• [TASKS AND EXERCISES]
A. In the forum thread on whether a piston stops, what acceleration figure is given for a Ford Zetec engine at 6500rpm?
B. Reproduce the forum thread on whether a piston stops, everything from "Does the Piston Stop ? - PhilW" down to "long time ago.", swapping "coconut" for "cigar".

• [EXCERPT PROVIDED]

□ □ □ □ □

Does the Piston Stop ? - ndbw
We all know the basics of the internal combustion engine ie the piston is attached to the con.rod which in turn is attached to the crankshaft, now the piston changes direction at TDC and BDC but does it stop?.

After getting a few views on this in your local try them with this if we are taught that a point has position but no size, does the centre of the crankshaft revolve?.

ndbw
Does the Piston Stop ? - Sooty Tailpipes
Have you tried Bank's?
Does the Piston Stop ? - Grease_monkey
The piston in a engine only stops when you interupt the fuel supply i.e. switch of the engine. The piston never stops when you are driving your car about.
Does the Piston Stop ? - PhilW
I know nothing about it but surely if a piston is moving vertically up a cylinder, reaches the top of its travel before moving vertically down it must be stationary for a fraction of a millisecond at the moment it changes direction? Same at the bottom of its travel. If it moved in an arc (ie like throwing a ball in the air away from you) then it would not be stationary.
Does the Piston Stop ? - Onetap
A coconut for PhilW. It stops at the point where it changes direction when, if I recall correctly, although it has 0 velocity is undergoes the maximum acceleration. I studied all this in Mechanics of Machines classes a long time ago.
Does the Piston Stop ? - none
So does the con rod, just under the gudgeon pin, stop?
Does the Piston Stop ? - martint123
So does the con rod, just under the gudgeon pin, stop?


It stops going up and down, but it is rotating at that point.
Does the Piston Stop ? - Aprilia
As someone who has been involved in engine development I can tell you that the piston does indeed stop - twice per crank revolution - once at the top and once at the bottom.

At high RPM the accelerative forces are quite tremendous - in fact a on a Ford Zetec engine you are looking at +/- 2500g at 6500rpm. This is an enormous acceleration. One of the reasons that recent engine designs tend to use 'shallow' pistons is to reduce the piston mass and therefore the forces within the engine.
Does the Piston Stop ? - Wooster
2500g at 6500rpm. I'll take your word for it, but what are the g forces in a Grand Prix engine. You know, the ones that get to 18,000rpm...
Does the Piston Stop ? - AndyT
On a different but similar theme , do you think that in the top 180 degrees of crankshaft rotation, the piston's vertical travel is the same as in the bottom 180 degrees?
Does the Piston Stop ? - DL
Yes............I think so!
Does the Piston Stop ? - Vin {P}
On a different but similar theme , do you think that
in the top 180 degrees of crankshaft rotation, the piston's vertical
travel is the same as in the bottom 180 degrees?

□ □ □ □ □

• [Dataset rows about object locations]
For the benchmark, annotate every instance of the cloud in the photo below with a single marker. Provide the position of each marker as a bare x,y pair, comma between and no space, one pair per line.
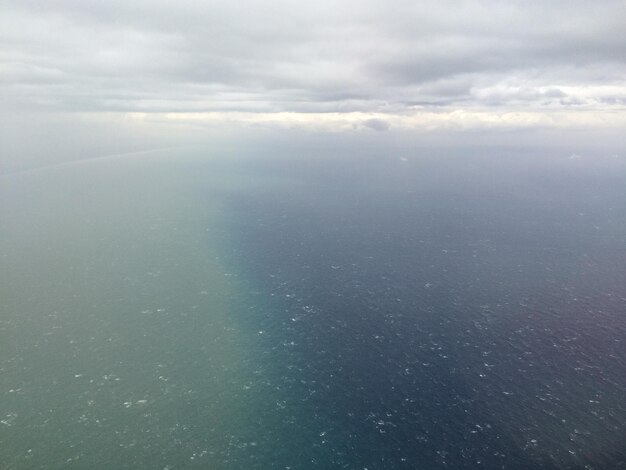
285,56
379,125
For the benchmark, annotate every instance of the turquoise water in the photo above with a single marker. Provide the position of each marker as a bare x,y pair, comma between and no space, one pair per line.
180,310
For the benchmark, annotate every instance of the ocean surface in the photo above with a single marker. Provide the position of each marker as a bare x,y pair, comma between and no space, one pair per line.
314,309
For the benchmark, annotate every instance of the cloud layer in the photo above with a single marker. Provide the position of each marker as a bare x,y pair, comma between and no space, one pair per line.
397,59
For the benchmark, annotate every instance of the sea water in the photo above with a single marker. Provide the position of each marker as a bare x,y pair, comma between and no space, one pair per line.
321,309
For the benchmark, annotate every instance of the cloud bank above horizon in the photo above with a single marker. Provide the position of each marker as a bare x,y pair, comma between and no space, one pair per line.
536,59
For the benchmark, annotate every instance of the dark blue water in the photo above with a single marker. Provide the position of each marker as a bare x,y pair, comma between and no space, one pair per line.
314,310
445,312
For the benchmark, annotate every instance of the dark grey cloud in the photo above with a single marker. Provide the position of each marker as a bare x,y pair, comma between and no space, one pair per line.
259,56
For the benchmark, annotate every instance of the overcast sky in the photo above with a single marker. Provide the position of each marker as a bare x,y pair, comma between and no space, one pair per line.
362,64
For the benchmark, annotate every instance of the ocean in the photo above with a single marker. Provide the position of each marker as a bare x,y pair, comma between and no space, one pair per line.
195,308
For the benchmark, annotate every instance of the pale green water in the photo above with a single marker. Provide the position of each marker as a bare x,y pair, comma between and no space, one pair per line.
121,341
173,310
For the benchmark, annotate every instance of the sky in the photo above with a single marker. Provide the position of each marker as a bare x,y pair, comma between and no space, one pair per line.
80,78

□ □ □ □ □

• [RESULTS BY TASK]
A. +/- 2500g

B.
Does the Piston Stop ? - PhilW
I know nothing about it but surely if a piston is moving vertically up a cylinder, reaches the top of its travel before moving vertically down it must be stationary for a fraction of a millisecond at the moment it changes direction? Same at the bottom of its travel. If it moved in an arc (ie like throwing a ball in the air away from you) then it would not be stationary.
Does the Piston Stop ? - Onetap
A cigar for PhilW. It stops at the point where it changes direction when, if I recall correctly, although it has 0 velocity is undergoes the maximum acceleration. I studied all this in Mechanics of Machines classes a long time ago.